──────── INPUT RECORDS ────────

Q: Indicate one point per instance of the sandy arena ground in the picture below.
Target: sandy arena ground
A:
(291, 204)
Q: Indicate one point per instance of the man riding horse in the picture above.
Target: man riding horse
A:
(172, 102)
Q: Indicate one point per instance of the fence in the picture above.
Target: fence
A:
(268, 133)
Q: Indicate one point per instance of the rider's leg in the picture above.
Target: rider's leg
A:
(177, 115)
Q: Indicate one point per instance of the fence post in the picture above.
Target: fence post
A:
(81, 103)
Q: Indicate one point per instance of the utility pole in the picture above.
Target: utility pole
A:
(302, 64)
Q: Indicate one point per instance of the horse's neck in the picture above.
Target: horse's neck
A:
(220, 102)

────────

WHAT IS NEEDED -
Lines in the listing above that contain the word "Target" must be copied; leave out the rest.

WRITTEN ANSWER -
Target: sandy arena ground
Target: man riding horse
Target: fence
Target: rider's leg
Target: fence post
Target: utility pole
Target: horse's neck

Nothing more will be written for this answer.